WHAT IS EXPECTED :: According to the economic report below, what was the euro area's seasonally adjusted unemployment rate in November 2014?

The euro area seasonally-adjusted unemployment rate was 11.5% in November 2014, stable compared with October 2014, but down from 11.9% in November 2013. The EU28 unemployment rate was 10.0% in November 2014, down from 10.1% in October 2014 and from 10.7% in November 2013. These figures are published by Eurostat.

Eurostat estimates that 24.423 million men and women in the EU28, of whom 18.394 million were in the euro area, were unemployed in November 2014. Compared with October 2014, the number of persons unemployed decreased by 19 000 in the EU28 and increased by 34 000 in the euro area. Compared with November 2013, unemployment fell by 1.487 million in the EU28 and by 522 000 in the euro area.

Economy of Japan

Japan`s economy shrank more than previously estimated in the third quarter, contracting 1.9% as capital spending declined and private consumption remained weak, the government said. The economy has now contracted for two consecutive quarters that is a common definition for recession. Last month, the government estimated that gross domestic product contracted 1.6% during the July-September period.

The Ministry of Finance reported late last month that capital spending by businesses rose 3.1% during the quarter, compared with a previous estimate of a 0.2% decline. Business investment accounts for around 14% of GDP. But capital spending turned out to be weaker than the ministry`s estimate when taking into account smaller businesses, declining 0.4%, indicating that even as Japan Inc. reports record profits and the stock market hits multiyear highs, the benefits of “Abenomics” haven`t reached everyone.

Private consumption, the most important pillar of the economy, remains anemic, rising just 0.4% in the third quarter from the second, as consumers continue to stagger following a sales tax increase in April and a decline in the yen of more than 30%, which has raised the cost of imports. The downbeat consumer mood was most evident in weak sales of big-ticket items such as houses and automobiles. Residential investment and consumption of durable goods both fell sharply for two consecutive quarters. The government also revised its growth figures for the second quarter, saying the economy contracted 6.7% instead of the initially reported 7.2%. It also lowered first-quarter growth to 5.8% from 6.7%.

Japan`s factory production suffered a surprise drop and inflation continued to slow in November, official data showed despite Prime Minister Shinzo Abe`s pro-spending policy blitz to stoke growth. November industrial production fell 0.6 per cent from the previous month, the Industry Ministry said, against a market forecast for a 0.8 per cent rise.

Japan logged a trade deficit in November, the 29th straight month of shortfalls, despite a slight decrease in imports thanks to the recent plunge in crude oil prices and Japan`s return to recession. The 891.9 billion yen ($8.5 billion) deficit in November compared with a 737 billion yen gap the month before, customs data showed. However it was 32 per cent lower than a year earlier.

STORED ROWS ::
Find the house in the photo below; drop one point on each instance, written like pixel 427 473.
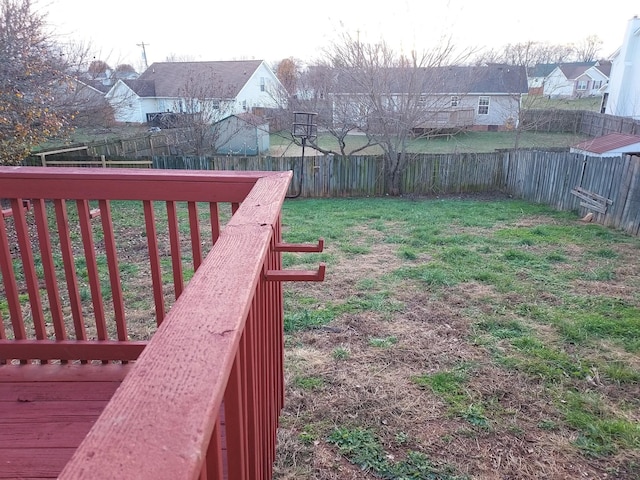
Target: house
pixel 242 134
pixel 622 97
pixel 443 98
pixel 208 89
pixel 577 80
pixel 611 145
pixel 84 103
pixel 537 75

CORRECT ANSWER :: 11.5%